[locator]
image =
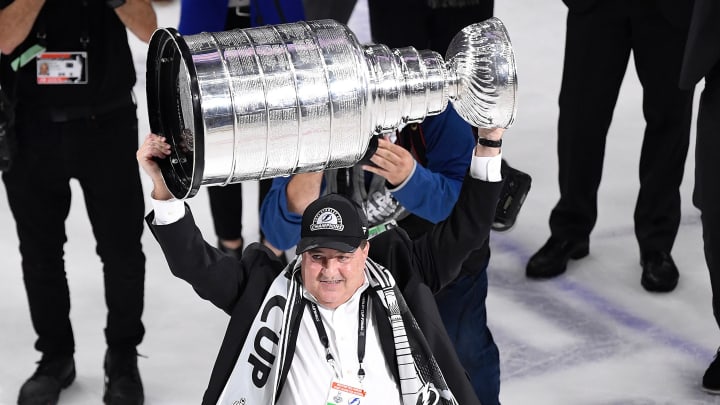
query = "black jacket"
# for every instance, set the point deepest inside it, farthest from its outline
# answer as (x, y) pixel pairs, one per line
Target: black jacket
(420, 267)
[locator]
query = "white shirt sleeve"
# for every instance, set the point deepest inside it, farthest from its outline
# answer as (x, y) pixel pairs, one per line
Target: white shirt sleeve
(486, 168)
(167, 211)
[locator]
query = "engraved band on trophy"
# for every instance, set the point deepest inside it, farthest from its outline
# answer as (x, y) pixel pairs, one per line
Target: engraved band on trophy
(270, 101)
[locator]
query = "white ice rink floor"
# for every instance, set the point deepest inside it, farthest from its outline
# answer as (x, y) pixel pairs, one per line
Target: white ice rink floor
(592, 336)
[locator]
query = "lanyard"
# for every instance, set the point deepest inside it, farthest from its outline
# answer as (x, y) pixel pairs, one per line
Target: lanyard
(362, 333)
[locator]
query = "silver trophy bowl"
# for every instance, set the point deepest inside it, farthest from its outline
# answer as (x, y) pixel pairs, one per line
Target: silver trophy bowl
(270, 101)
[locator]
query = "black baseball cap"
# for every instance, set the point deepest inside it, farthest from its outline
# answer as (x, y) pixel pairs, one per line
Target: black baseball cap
(332, 221)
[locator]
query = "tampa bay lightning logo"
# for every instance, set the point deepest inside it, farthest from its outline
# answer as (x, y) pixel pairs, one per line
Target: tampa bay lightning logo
(327, 218)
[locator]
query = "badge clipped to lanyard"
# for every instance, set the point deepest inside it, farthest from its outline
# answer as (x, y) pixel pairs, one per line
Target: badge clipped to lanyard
(62, 68)
(342, 391)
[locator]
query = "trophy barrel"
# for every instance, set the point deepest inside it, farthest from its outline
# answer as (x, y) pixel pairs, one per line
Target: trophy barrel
(257, 103)
(270, 101)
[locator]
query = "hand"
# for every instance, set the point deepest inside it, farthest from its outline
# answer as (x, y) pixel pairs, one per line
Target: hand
(394, 162)
(154, 147)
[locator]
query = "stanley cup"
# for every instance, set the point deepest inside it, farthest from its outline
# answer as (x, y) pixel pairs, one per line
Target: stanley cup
(257, 103)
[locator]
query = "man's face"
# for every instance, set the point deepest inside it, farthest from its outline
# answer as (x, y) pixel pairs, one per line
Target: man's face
(332, 276)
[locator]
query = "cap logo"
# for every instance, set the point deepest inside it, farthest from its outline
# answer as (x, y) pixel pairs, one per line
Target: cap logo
(327, 218)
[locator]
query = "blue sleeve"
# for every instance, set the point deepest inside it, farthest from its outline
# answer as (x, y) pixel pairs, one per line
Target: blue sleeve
(280, 226)
(431, 192)
(198, 16)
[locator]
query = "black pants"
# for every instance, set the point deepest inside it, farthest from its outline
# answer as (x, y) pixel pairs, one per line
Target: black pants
(707, 188)
(100, 154)
(421, 26)
(597, 50)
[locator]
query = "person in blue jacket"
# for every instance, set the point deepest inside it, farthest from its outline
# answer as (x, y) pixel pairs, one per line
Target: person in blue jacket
(414, 190)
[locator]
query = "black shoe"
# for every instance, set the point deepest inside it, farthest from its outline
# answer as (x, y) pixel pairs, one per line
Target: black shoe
(44, 386)
(237, 252)
(711, 379)
(122, 378)
(551, 260)
(659, 272)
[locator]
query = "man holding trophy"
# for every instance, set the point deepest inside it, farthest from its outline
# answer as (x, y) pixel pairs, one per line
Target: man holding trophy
(300, 98)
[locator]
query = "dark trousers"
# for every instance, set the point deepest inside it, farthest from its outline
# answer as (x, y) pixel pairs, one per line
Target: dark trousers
(597, 50)
(707, 187)
(463, 311)
(100, 153)
(422, 27)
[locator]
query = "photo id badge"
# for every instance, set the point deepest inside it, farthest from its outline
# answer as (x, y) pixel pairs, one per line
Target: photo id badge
(62, 68)
(345, 394)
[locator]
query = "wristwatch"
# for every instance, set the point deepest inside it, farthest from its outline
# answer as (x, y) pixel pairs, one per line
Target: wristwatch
(489, 142)
(114, 3)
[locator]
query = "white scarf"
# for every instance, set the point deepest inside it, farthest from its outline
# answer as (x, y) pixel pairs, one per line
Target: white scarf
(255, 379)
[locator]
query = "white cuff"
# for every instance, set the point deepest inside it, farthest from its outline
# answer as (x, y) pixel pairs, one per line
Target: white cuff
(167, 211)
(486, 168)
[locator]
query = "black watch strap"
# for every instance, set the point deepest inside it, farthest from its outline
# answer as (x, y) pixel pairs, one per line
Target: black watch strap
(114, 3)
(490, 143)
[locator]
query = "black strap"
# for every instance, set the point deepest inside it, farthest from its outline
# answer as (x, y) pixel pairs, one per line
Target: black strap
(362, 333)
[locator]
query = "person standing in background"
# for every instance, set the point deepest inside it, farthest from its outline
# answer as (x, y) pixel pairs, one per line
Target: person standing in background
(226, 203)
(702, 60)
(600, 36)
(77, 121)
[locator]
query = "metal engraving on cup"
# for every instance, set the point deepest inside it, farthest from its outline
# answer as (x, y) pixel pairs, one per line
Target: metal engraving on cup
(271, 101)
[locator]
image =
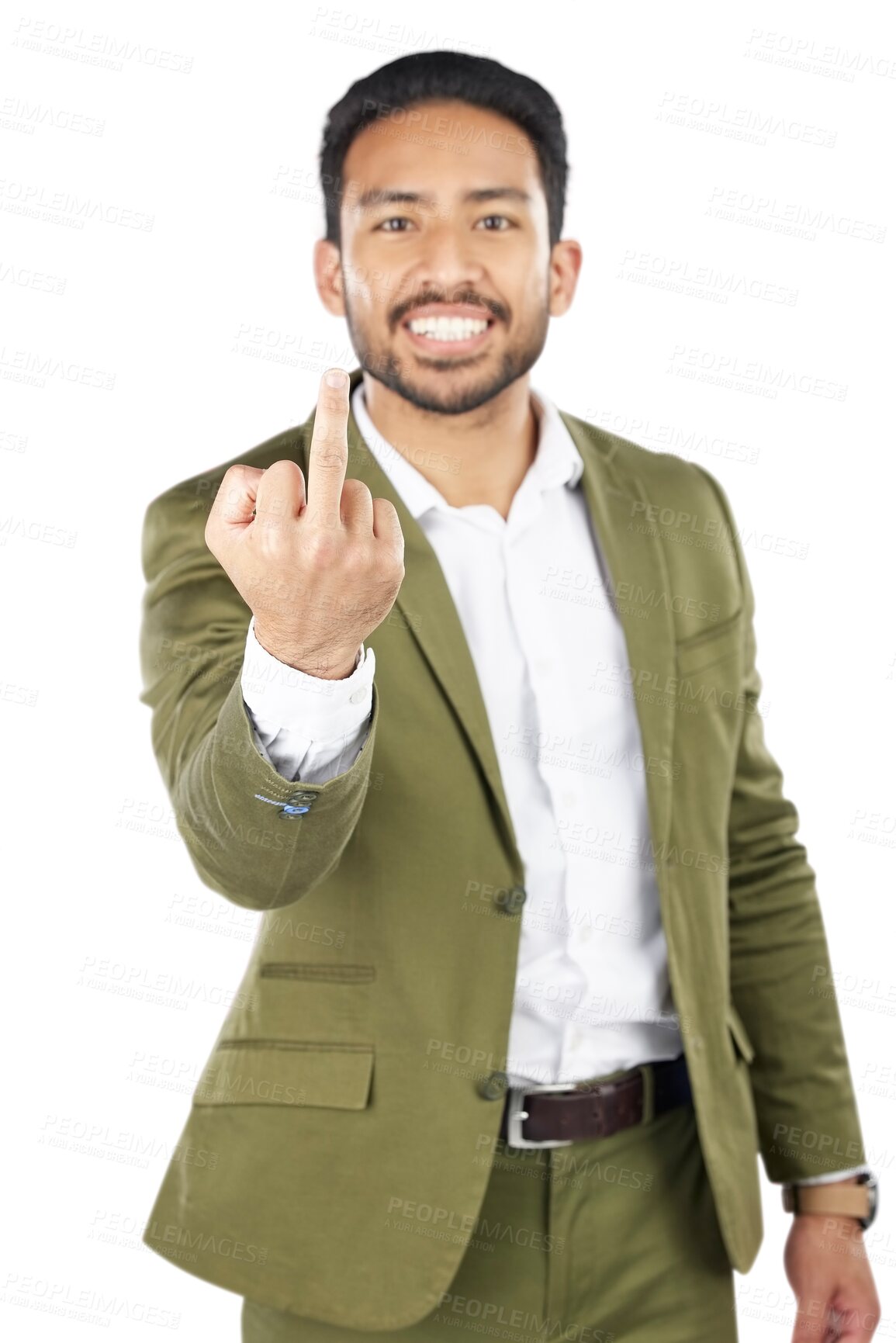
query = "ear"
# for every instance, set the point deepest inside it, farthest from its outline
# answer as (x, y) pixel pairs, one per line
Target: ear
(328, 277)
(566, 264)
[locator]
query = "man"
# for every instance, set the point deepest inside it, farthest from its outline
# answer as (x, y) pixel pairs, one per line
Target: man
(461, 694)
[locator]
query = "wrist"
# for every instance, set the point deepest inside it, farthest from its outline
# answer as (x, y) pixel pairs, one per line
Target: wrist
(323, 663)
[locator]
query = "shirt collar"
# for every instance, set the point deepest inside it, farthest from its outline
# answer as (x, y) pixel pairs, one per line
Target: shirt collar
(556, 459)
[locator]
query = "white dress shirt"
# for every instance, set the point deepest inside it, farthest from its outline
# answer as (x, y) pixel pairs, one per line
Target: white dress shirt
(593, 988)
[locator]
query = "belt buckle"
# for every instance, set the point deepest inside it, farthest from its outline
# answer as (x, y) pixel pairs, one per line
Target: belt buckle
(517, 1113)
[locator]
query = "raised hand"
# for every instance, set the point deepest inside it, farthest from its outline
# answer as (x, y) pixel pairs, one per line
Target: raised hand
(319, 569)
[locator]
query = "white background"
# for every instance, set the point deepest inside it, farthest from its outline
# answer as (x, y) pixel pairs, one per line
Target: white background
(182, 319)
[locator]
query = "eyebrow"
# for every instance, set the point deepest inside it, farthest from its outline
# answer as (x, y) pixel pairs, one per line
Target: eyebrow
(374, 198)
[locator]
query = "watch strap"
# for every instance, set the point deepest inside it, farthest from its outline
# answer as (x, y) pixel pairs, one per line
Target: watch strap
(842, 1201)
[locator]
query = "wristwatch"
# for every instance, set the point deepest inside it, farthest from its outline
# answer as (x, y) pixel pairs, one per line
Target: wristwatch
(859, 1199)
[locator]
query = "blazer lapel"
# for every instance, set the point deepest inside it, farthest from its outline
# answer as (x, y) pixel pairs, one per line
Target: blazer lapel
(631, 556)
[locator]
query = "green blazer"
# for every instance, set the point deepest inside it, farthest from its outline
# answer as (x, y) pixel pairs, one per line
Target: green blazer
(363, 1057)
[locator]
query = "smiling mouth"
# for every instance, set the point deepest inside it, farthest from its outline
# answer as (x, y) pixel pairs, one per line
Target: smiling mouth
(448, 334)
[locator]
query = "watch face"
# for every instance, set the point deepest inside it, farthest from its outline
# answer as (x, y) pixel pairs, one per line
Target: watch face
(870, 1185)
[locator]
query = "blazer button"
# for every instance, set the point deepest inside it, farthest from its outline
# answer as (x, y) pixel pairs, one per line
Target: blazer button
(510, 902)
(493, 1087)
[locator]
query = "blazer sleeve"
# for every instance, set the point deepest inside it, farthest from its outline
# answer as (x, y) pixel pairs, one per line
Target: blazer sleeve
(226, 795)
(780, 968)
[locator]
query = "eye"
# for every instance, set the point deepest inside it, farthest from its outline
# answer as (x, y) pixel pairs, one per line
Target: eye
(394, 220)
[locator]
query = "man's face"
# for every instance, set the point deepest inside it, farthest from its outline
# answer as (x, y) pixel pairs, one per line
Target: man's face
(445, 255)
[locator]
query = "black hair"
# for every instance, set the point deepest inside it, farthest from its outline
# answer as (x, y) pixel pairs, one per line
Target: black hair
(441, 75)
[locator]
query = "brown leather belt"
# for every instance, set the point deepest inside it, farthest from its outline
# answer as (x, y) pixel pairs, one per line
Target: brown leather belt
(552, 1116)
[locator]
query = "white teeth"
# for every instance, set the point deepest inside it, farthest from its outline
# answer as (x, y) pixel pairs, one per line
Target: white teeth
(448, 328)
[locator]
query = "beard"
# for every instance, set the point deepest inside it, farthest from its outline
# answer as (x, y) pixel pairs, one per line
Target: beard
(400, 376)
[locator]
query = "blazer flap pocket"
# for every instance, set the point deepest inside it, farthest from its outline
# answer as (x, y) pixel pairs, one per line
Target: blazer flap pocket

□ □ □ □ □ □ □

Activity: Give the number of lines in the material above that contain "flap", with no other words.

Solution: 2